#### [To do]
Quote the lines below word for word, starting at the first one and ending at the line that contains "POLYGON ((115 273, 125". Leave the pictures out of your answer.
───── Input records
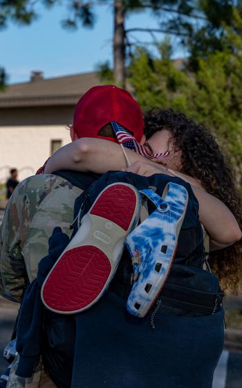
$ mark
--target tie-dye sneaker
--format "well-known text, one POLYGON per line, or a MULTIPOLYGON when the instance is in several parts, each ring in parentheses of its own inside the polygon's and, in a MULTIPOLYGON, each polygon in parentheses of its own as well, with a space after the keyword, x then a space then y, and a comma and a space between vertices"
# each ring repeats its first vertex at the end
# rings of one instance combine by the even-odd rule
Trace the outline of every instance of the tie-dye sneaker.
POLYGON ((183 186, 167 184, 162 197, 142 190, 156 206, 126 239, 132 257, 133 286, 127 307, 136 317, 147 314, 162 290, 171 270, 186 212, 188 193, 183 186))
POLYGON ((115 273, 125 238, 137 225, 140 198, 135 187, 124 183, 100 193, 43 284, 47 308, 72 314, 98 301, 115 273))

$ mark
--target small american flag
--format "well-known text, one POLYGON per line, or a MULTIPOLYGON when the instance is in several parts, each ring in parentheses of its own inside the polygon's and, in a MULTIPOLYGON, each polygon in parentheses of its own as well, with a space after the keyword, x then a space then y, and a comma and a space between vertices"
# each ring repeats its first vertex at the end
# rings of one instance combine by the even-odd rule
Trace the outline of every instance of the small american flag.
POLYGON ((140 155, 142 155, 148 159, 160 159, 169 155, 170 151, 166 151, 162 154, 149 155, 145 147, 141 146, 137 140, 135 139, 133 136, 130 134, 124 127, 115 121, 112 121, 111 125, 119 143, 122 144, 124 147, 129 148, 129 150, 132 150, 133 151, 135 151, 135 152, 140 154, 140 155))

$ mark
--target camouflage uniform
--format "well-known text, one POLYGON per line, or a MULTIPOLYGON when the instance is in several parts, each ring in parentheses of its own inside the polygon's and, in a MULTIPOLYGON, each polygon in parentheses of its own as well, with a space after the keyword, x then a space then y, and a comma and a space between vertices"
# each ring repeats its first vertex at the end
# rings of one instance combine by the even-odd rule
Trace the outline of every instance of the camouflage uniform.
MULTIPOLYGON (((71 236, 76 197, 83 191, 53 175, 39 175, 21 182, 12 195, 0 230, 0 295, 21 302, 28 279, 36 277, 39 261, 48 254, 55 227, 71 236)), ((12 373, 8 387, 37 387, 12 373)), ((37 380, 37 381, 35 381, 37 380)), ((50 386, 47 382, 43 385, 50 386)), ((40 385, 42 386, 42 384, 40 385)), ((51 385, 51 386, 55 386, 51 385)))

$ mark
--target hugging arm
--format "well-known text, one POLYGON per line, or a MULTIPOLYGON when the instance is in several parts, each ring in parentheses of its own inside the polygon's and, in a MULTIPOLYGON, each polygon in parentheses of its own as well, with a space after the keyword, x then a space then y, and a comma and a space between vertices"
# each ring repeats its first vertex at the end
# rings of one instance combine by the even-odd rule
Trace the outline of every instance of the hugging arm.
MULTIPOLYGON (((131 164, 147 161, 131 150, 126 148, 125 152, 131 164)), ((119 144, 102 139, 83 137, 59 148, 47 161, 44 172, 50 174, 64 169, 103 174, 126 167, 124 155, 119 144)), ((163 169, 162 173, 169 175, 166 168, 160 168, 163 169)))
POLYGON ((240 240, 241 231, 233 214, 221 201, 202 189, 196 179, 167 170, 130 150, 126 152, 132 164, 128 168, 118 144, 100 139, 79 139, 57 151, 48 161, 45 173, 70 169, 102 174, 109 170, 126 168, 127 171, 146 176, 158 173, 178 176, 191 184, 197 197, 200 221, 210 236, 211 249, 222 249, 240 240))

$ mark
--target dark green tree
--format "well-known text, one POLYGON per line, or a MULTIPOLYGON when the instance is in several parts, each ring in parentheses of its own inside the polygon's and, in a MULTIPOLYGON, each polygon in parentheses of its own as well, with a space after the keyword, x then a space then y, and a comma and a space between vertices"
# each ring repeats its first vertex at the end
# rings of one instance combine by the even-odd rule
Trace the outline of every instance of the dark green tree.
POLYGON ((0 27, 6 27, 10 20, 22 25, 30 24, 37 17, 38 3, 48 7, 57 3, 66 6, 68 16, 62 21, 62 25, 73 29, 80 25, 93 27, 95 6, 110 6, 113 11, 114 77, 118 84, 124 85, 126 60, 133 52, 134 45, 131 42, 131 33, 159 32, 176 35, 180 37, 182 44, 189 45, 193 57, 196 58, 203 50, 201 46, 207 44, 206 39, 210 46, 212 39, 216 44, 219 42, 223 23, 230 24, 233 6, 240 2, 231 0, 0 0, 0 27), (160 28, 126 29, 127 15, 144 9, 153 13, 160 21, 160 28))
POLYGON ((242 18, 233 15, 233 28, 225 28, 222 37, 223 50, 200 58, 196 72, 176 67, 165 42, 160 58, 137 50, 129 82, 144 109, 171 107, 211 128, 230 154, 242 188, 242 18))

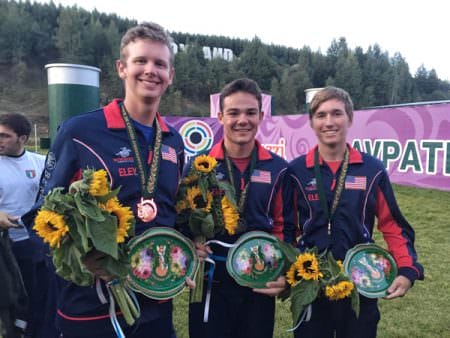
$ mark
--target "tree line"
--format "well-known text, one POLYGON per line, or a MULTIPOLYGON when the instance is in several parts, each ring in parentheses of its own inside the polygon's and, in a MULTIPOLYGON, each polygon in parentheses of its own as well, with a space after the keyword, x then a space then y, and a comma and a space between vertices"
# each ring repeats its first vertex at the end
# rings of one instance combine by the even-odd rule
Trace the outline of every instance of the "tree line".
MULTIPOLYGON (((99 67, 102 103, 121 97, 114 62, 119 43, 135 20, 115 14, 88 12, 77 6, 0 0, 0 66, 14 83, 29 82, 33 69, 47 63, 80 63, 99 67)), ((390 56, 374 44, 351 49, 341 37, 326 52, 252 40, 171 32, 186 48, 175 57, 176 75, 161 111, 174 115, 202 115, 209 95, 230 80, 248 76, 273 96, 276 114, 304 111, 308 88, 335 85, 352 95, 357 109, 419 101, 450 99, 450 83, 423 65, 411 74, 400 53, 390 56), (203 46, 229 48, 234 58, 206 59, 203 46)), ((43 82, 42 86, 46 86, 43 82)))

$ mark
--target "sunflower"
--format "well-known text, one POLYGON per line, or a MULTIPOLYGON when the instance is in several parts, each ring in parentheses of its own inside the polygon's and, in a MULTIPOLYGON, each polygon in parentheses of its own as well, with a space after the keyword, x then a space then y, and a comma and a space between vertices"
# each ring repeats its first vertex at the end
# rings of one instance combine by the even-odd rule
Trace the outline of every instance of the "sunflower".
──────────
#### [Task solution]
$ mark
--target tie-dye sneaker
--format "well-known text, one POLYGON per line, or a MULTIPOLYGON when the instance is in several parts, each ring in parentheses of its own inside the polygon's and, in a MULTIPOLYGON, each polygon in parentheses of its own as well, with a space after the keyword, x then a space then y, and a comma and a space between vertices"
# each ring repeats its first vertex at the end
# rings of one instance combine by the even-odd rule
Trace the outline of every instance of the tie-dye sneaker.
POLYGON ((183 186, 167 184, 162 197, 142 190, 156 206, 126 239, 132 257, 133 286, 127 307, 136 317, 147 314, 162 290, 171 270, 186 212, 188 193, 183 186))
POLYGON ((115 273, 125 238, 137 225, 140 198, 135 187, 124 183, 100 193, 43 284, 47 308, 72 314, 98 301, 115 273))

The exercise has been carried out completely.